---- Provided records

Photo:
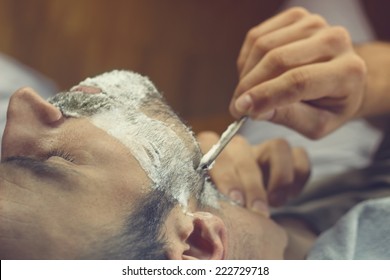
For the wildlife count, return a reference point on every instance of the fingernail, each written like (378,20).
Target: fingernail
(266,116)
(277,198)
(237,197)
(244,103)
(260,207)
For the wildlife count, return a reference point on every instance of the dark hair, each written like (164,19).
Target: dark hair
(143,237)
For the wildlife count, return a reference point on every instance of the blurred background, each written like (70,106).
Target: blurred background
(187,48)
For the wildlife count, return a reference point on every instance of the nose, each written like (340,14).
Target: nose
(30,123)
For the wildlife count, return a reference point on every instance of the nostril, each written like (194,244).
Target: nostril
(87,89)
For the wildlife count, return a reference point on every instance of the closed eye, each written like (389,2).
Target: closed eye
(62,154)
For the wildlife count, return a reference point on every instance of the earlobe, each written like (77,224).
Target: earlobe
(193,236)
(208,238)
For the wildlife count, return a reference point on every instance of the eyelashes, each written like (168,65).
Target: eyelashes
(62,154)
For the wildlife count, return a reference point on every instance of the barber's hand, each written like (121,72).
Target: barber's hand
(257,175)
(298,71)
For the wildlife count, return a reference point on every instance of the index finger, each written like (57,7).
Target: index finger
(281,20)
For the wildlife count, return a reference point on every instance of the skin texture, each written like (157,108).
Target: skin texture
(66,184)
(294,67)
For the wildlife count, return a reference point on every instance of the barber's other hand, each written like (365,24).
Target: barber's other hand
(256,176)
(298,71)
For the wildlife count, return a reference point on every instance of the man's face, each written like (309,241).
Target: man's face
(69,177)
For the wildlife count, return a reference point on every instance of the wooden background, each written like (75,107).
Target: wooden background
(187,47)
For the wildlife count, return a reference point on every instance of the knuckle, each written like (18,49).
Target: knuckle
(356,66)
(276,60)
(316,21)
(299,82)
(337,36)
(262,44)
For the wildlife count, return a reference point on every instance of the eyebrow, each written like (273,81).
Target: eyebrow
(38,167)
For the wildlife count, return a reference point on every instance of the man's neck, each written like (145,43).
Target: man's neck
(300,238)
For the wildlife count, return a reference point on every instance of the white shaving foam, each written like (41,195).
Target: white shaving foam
(130,109)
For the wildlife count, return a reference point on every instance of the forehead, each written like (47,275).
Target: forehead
(131,109)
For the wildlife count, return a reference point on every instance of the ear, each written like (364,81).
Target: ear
(204,237)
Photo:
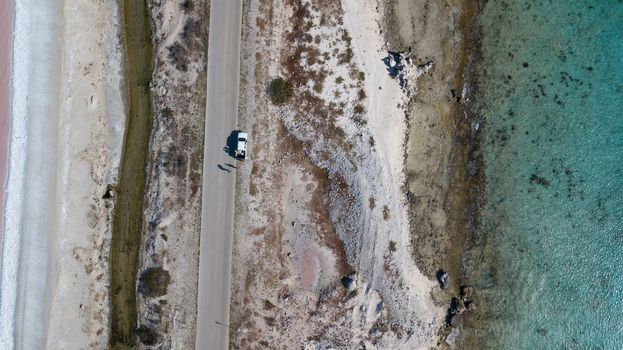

--------

Reproduce every entry above word for word, leaving out the pictures.

Photo:
For the wildlife count, return a reference point on every instance of the fingernail, each written like (378,20).
Target: fingernail
(266,116)
(277,198)
(237,197)
(244,103)
(260,207)
For the wildlife count, return a reference point on every instance of the dark hair, each written like (164,19).
Target: dark hair
(143,237)
For the wildlife count, return a reference point on every instance of the blurred background, each written like (70,106).
Target: blurred background
(187,48)
For the wildlife count, return a reference point on every instance of the nose, each written like (340,14).
Target: nose
(30,123)
For the wildlife count, return a reference point on every instance of the nostril, each written like (194,244).
Target: nostril
(87,89)
For the wildlife count, return a reference point on every instance of the closed eye, each written like (389,2).
Target: closed eye
(62,154)
For the wildlife count, return a reference point on every instance of the earlobe, each written like (77,224).
Target: earlobe
(193,236)
(208,238)
For the wildlife count, return a reference point on every instance of the eyelashes, each written like (168,65).
Target: eyelashes
(62,154)
For the wildlife count, return a reference point on every instance of the barber's hand, each written like (121,72).
Target: barber's hand
(257,175)
(298,71)
For the wildlife count, return a reference point on every instance of the index finger, each written like (57,7).
Target: index finger
(281,20)
For the wildlife count, return a reference point on every instance of the skin texture, each written like (157,108).
Target: skin texture
(66,184)
(294,67)
For the wildlife count, return a reference point on every instance of the barber's other hand, each written like (365,24).
Target: barber's other hand
(256,176)
(298,71)
For the wildlife count, return a reference point on every instance of the man's face, each written like (309,241).
Target: man's face
(69,177)
For the wildlife count, return a reference point on every instance of the wooden background, each written like (75,107).
Target: wooden background
(187,47)
For the wildlife count, return a reference point on every instance of the knuckle, each written like (18,49).
Target: knuckle
(356,66)
(276,60)
(316,21)
(299,82)
(337,36)
(262,44)
For the wildlife count, return a reference point on every instance of the eyebrow, each written like (273,81).
Target: eyebrow
(38,167)
For the wildlife count, return a reference point on every instance of the man's neck, each written like (145,43).
Target: man's neck
(300,238)
For the wildlife count, return a reference point on every instance of the white shaving foam, each written like (41,195).
Target: white shaving foam
(130,109)
For the wildlife count, return a reference point on every instance of the forehead, each written like (47,275).
Target: forehead
(131,109)
For the wildlife count, return a reference point on every instance of the ear, each written like (364,81).
Target: ear
(204,237)
Photo:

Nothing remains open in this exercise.